→ **What you should do**
Restate word for word the lines from the one containing "Place a point on every instance of the van" through the end of the listing below, with both ends included.

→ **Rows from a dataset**
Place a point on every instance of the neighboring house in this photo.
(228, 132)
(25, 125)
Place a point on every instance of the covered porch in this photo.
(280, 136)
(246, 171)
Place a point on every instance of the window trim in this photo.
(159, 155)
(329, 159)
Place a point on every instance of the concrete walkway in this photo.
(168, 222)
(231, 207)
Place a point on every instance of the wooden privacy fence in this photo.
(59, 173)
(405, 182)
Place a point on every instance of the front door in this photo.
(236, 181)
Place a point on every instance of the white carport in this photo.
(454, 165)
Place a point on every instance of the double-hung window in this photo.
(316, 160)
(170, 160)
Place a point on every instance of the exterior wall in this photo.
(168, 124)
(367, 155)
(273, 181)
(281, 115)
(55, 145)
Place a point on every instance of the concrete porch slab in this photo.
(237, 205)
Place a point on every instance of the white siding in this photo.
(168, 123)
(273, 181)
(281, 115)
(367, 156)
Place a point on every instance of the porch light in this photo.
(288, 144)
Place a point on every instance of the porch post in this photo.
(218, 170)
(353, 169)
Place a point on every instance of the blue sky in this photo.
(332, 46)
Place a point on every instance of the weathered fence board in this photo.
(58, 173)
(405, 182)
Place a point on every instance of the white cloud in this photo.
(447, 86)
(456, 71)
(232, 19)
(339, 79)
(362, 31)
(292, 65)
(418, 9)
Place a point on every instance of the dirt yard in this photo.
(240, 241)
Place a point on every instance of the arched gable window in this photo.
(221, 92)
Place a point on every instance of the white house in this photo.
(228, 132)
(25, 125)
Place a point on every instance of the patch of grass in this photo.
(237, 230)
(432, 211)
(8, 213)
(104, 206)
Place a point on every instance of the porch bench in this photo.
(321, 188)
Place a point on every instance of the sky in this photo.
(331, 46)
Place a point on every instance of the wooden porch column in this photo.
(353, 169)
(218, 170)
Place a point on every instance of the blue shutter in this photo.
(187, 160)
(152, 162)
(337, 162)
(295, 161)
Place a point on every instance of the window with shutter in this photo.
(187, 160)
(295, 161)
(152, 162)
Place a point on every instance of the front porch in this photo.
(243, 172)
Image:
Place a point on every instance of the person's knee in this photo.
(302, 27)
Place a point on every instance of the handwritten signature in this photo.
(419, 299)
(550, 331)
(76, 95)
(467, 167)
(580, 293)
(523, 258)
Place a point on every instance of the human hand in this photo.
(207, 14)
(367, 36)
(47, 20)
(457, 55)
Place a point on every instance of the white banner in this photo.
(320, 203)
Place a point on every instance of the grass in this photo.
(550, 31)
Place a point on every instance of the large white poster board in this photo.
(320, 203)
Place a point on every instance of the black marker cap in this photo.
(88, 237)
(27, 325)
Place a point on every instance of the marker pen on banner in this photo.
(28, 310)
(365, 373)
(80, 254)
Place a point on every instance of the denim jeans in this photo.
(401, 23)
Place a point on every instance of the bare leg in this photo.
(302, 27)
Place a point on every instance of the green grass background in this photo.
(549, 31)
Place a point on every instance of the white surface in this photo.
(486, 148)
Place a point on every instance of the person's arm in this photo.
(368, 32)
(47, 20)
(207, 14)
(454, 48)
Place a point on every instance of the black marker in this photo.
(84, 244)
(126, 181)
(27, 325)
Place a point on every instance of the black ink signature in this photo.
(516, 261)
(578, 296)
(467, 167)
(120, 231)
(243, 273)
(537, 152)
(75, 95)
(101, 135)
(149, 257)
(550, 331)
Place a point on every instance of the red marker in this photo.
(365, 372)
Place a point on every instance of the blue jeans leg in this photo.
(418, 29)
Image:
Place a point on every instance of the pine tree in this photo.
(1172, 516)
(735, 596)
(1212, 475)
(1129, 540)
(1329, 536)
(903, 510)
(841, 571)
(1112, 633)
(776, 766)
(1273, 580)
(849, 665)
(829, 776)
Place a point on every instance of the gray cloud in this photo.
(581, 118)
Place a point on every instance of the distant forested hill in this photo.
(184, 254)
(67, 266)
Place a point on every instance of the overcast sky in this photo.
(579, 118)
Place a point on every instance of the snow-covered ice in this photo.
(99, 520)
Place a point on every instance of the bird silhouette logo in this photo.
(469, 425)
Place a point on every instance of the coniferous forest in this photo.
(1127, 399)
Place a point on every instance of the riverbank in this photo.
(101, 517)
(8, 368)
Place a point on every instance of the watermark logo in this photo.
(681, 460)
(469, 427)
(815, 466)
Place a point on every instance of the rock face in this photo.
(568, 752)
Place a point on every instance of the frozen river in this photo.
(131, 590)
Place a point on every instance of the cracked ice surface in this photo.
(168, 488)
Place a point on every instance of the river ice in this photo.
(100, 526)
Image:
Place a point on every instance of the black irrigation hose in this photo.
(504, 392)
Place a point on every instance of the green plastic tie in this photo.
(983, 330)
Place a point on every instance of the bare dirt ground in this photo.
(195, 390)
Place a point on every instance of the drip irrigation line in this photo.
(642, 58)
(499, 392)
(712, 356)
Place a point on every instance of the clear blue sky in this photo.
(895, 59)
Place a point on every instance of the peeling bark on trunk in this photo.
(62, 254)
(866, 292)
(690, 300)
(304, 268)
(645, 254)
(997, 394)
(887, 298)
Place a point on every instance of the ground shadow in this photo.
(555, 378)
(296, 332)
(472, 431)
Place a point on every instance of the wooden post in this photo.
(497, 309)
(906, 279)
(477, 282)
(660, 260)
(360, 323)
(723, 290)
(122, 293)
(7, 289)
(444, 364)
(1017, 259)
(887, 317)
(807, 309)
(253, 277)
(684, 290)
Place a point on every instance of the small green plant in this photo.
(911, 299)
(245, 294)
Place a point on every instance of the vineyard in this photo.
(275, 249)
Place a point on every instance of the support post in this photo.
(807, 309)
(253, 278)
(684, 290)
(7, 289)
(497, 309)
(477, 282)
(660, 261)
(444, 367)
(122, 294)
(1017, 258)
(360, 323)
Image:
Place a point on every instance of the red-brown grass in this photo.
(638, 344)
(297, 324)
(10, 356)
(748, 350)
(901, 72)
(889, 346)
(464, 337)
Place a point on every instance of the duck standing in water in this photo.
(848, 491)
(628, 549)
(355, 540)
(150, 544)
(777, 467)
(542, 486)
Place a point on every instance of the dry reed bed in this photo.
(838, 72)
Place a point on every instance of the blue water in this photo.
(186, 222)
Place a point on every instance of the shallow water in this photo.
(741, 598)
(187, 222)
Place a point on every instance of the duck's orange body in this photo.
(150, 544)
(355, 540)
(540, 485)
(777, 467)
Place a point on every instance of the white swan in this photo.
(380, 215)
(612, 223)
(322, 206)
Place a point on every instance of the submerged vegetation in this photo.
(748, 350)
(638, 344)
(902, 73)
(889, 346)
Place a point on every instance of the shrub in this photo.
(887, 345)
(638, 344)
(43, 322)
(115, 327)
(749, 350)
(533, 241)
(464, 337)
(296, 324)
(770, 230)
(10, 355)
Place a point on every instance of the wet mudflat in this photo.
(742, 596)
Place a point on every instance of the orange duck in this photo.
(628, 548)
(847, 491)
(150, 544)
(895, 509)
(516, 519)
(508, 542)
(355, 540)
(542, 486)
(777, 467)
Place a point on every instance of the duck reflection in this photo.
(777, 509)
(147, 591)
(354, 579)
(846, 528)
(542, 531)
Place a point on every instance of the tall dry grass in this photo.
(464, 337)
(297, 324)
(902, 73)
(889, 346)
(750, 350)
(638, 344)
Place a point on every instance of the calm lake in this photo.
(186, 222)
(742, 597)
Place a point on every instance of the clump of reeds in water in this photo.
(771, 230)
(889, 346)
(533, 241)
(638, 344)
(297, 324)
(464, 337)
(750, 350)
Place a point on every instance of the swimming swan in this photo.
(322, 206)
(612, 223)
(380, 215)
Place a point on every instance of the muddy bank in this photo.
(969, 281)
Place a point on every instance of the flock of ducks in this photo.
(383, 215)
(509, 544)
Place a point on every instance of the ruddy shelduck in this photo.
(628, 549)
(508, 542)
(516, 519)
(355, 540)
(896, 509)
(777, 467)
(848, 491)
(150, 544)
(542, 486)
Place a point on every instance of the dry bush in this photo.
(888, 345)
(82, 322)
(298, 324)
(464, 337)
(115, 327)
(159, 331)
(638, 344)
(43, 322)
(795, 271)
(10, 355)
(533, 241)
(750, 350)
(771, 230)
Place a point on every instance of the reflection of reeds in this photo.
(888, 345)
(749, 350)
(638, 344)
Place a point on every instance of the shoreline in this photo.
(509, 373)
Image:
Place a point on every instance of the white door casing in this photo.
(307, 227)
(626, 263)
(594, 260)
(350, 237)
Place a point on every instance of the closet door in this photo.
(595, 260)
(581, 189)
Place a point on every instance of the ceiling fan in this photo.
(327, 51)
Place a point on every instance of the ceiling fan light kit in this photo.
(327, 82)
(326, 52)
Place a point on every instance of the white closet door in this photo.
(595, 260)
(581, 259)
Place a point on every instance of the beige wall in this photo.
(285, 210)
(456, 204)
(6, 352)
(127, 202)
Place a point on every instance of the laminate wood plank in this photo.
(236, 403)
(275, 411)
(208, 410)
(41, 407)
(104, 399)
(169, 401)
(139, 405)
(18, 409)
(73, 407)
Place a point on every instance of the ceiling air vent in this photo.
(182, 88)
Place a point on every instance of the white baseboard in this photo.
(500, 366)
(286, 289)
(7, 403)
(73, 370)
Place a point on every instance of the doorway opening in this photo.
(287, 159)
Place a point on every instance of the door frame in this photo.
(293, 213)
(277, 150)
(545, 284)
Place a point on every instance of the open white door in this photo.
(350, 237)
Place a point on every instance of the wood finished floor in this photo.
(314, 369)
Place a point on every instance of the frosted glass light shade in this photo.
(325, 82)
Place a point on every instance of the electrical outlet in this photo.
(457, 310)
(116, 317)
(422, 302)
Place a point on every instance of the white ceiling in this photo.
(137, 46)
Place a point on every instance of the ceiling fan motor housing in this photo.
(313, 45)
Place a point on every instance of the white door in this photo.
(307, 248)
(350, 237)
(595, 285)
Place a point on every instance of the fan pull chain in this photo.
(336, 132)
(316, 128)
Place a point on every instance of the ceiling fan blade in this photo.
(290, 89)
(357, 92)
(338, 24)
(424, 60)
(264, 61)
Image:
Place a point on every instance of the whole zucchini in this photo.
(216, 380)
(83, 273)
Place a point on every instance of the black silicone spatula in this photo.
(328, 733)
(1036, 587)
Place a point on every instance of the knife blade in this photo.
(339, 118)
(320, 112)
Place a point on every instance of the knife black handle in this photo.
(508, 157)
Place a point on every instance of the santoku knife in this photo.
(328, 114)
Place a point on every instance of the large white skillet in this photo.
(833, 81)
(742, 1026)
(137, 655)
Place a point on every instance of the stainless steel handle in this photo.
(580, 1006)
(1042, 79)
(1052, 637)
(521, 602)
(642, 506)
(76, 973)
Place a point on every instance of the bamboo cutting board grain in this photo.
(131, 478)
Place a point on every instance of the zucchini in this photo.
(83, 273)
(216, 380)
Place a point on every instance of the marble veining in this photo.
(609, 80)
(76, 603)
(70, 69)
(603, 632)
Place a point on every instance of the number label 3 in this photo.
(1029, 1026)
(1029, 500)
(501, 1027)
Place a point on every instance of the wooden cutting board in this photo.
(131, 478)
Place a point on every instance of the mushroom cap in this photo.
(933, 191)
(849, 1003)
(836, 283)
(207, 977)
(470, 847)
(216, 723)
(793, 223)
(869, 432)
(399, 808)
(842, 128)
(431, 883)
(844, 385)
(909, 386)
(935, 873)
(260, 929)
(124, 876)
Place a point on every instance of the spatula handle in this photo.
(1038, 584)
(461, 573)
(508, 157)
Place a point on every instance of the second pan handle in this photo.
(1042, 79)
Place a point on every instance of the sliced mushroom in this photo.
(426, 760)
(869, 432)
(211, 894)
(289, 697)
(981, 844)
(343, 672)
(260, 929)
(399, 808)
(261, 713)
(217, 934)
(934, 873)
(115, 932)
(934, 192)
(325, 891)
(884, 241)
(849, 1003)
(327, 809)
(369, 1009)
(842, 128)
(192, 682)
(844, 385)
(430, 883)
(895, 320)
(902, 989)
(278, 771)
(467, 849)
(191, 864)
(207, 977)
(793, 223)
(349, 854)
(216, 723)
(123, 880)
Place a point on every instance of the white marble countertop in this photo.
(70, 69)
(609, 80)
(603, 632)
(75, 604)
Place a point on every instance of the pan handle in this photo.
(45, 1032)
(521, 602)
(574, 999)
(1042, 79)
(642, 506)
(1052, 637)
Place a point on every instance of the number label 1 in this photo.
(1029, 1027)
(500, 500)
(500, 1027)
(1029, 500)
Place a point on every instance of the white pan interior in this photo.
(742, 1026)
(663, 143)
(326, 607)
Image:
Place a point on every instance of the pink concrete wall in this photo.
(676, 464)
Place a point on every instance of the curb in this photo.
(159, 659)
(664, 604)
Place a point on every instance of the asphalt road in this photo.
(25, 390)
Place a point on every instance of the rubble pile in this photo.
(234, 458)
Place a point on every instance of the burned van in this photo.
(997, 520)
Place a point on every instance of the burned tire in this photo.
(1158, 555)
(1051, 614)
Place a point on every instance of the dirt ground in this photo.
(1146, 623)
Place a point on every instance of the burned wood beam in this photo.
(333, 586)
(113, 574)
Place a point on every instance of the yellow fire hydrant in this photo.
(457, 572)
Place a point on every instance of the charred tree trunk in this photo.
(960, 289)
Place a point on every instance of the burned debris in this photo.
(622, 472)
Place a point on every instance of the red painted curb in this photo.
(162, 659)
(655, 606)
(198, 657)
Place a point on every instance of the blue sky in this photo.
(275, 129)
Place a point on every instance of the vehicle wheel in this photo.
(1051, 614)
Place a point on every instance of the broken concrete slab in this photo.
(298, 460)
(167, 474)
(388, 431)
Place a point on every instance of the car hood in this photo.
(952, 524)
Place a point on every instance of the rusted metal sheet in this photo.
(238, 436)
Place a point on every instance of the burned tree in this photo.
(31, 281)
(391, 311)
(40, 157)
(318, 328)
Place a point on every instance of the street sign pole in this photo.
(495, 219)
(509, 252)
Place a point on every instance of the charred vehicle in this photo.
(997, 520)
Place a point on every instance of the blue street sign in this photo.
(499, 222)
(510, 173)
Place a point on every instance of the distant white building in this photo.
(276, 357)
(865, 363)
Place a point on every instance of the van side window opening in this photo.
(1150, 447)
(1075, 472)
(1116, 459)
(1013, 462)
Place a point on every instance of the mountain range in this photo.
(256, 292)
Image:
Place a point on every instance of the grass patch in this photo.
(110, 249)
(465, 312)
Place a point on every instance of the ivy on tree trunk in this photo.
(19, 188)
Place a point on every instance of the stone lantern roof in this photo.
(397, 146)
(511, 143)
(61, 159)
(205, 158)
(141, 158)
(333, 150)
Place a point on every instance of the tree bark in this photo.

→ **Solution**
Place a point on every instance of the van side window opening in this photo.
(1150, 447)
(1075, 472)
(1116, 459)
(1013, 462)
Place a point on every instance of the mountain range in this photo.
(256, 292)
Image:
Place a point on every instance of the grass patch in this photo.
(110, 249)
(465, 312)
Place a point on every instance of the ivy on tree trunk in this photo.
(19, 188)
Place a point on every instance of the stone lantern roof in this photo.
(397, 146)
(511, 143)
(61, 159)
(205, 158)
(141, 158)
(333, 150)
Place a point on every instance of the tree bark in this photo.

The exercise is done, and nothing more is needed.